Nutrition for tissue health:
The most obvious reason for choosing wisely which and how many foods to consume is weight management. Most people may not be aware just how important weight management is not only for your appearance and general health but also for the health of your tissues such as muscles, tendons, bones, and ligaments.
Fat cells are active cells constantly producing inflammation which in the long run can lead to poor tissue health in tendons, ligaments, articular cartilage, and muscle tissue. This can lead to delayed recovery from injury, increase the probability of injury and a higher rate of re-injury.
Here are 5 simple, yet practical tips to improve your day-to-day food choices.
- A simple short cut to read food labels.
These days there is an overwhelming amount of information regarding what to eat and what not to. Sometimes it can be so complicated that we get a bit lost. Here is a simple tip which is helpful to make a quick evaluation when shopping between foods that can be consumed more regularly and those that should be consumed only occasionally. Always look at the per 100g and not serving size nutritional information. When considering a product look at the sugar content per 100g and the fat content per 100g. If these are around or below 10g or in other words less than 10% these foods are less calories dense and can generally be consumed a bit more regularly. Of course, there are other considerations such as preservatives, artificial colors and flavours, processing and more but this is a good starting point.
- Why is protein important?
Whether you choose plant based or animal-based protein, the importance of having adequate amounts of protein in your diet is undeniable.
Protein aids in weight loss and management due to something called the thermogenic effect. In short this refers to the amount calories retained, and the amount utilized in the digestive process. Simply put although 100g of carbohydrate and 100g of protein contains the same calories the protein will retain less of the calories that can be stored as fat as the digestion process will increase your metabolism more than in the case of the carbohydrate.

####

Activity list »
1. Name every tissue that the passage on nutrition for tissue health says can suffer poor health from the inflammation that fat cells produce.
2. According to the passage on nutrition for tissue health, why does protein help with weight loss and management?
3. Reproduce word for word the part of the passage on nutrition for tissue health from "Fat cells are" up to and including "read food labels.".

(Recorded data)
####

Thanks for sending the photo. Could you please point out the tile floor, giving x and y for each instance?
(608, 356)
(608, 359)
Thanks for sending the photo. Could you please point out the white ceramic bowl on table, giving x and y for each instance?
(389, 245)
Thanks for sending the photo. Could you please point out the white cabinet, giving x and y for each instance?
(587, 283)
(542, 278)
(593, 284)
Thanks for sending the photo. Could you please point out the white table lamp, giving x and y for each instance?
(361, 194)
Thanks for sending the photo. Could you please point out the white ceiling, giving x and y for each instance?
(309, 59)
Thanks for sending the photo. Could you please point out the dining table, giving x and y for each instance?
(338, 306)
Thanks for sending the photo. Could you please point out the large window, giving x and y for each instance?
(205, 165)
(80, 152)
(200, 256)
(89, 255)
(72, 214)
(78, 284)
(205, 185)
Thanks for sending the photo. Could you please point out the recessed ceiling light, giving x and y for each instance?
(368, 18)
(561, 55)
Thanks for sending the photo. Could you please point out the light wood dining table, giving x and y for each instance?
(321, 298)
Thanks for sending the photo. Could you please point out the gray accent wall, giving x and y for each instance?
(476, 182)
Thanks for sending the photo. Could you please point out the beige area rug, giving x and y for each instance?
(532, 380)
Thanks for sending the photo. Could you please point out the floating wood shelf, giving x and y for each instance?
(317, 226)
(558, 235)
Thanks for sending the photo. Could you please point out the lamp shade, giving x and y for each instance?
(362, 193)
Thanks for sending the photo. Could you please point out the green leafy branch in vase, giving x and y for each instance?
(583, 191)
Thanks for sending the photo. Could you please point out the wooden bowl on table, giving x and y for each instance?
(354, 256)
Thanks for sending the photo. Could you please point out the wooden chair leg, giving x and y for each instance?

####

Answers to each task »
1. Tendons, ligaments, articular cartilage, and muscle tissue.

2. Protein aids weight loss through the thermogenic effect. Although 100g of protein and 100g of carbohydrate contain the same calories, digesting protein increases metabolism more, so protein retains fewer of the calories that can be stored as fat.

3.
Fat cells are active cells constantly producing inflammation which in the long run can lead to poor tissue health in tendons, ligaments, articular cartilage, and muscle tissue. This can lead to delayed recovery from injury, increase the probability of injury and a higher rate of re-injury.
Here are 5 simple, yet practical tips to improve your day-to-day food choices.
- A simple short cut to read food labels.